_EXERCISE INSTRUCTIONS_: Can you retype every record below exactly as written?

_DATA FOR THIS TASK_:

========================================================================

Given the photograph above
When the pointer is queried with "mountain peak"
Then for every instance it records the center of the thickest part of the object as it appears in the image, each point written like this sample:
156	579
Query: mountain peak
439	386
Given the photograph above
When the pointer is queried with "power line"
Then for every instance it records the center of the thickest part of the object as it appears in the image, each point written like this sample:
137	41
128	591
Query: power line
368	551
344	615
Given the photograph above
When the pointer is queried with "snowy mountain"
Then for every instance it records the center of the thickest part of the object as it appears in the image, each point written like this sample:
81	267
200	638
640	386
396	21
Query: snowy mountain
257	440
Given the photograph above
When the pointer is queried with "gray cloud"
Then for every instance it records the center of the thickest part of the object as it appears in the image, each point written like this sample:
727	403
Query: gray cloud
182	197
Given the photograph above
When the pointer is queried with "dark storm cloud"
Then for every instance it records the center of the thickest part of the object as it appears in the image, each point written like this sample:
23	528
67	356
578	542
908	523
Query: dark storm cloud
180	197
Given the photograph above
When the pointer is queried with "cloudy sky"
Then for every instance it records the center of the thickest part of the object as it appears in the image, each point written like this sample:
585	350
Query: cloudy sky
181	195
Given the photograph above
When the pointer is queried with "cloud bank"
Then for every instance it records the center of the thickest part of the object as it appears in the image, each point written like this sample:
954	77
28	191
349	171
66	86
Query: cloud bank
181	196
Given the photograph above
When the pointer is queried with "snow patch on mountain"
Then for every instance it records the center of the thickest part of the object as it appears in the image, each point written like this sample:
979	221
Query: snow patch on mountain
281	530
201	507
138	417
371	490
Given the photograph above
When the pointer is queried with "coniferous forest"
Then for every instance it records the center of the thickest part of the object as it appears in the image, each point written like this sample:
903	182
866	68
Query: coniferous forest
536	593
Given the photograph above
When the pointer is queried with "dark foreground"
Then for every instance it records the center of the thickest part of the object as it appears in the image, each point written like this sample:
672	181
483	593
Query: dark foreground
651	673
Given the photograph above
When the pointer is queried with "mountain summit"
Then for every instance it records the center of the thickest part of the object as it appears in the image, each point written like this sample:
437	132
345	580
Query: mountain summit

========================================================================

_FULL OUTPUT_:
Given the photograph above
When the pointer is queried with "mountain peak"
Then for every instance it records the center of the thickest part of the object as it appears in the image, each point written like this sample:
156	579
Query: mountain peak
439	386
Given the photograph above
When the pointer is queried with "power line"
Then for every instance it records the center of the thickest part of the object as it appears in the image, each point written like this sample:
137	41
128	591
Query: power line
368	551
344	615
Given the photograph above
When the pointer is queried with "snowy mountain"
Then for every instance it records the center of the thickest part of the object as it appears in the image, each point written like this sample:
81	267
200	638
640	386
396	21
Query: snowy mountain
257	440
Given the photograph above
When the pointer is queried with "gray cloud"
Then for every instance it records the center of the thickest part of the object as it appears in the image, each point written like this sample:
727	403
Query: gray cloud
182	197
Given the photograph above
When the pointer is queried with "dark storm cloud"
Then for every instance it records the center of the thickest part of the object as it appears in the image, each point written like this sample:
23	528
67	356
578	542
908	523
Query: dark storm cloud
180	197
Given the photograph above
When the pointer is queried with "cloudy sky"
Then for every instance it records the center of the thickest part of the object as it appears in the image, each point written like this sample:
585	350
Query: cloudy sky
181	195
Given the photograph above
When the pointer is queried with "cloud bank"
Then for every instance it records the center of the thickest part of the object as it appears in the image, each point written like this sample:
954	77
28	191
349	171
66	86
Query: cloud bank
181	196
Given the photograph above
When the pointer is queried with "snow patch on mountain"
Then for every instance it records the center of the thickest part of the object as it appears in the image, each point written like this sample:
979	221
Query: snow patch on mountain
281	530
201	507
138	417
371	490
Given the photograph above
When the pointer is queried with "coniferous forest"
Then for every instance it records the center of the thickest part of the object as it appears in the image, each point written like this sample:
903	182
866	68
Query: coniferous forest
536	593
Given the photograph above
When the pointer is queried with "dark foreground"
Then for every instance it records the center of the thickest part of the object as it appears in the image, each point written like this sample:
672	181
483	593
Query: dark foreground
651	673
Given the photograph above
When the pointer is queried with "mountain summit"
Then for every instance it records the center of the thickest part of the object as it appears in the image, each point written like this sample:
437	132
345	580
Query: mountain summit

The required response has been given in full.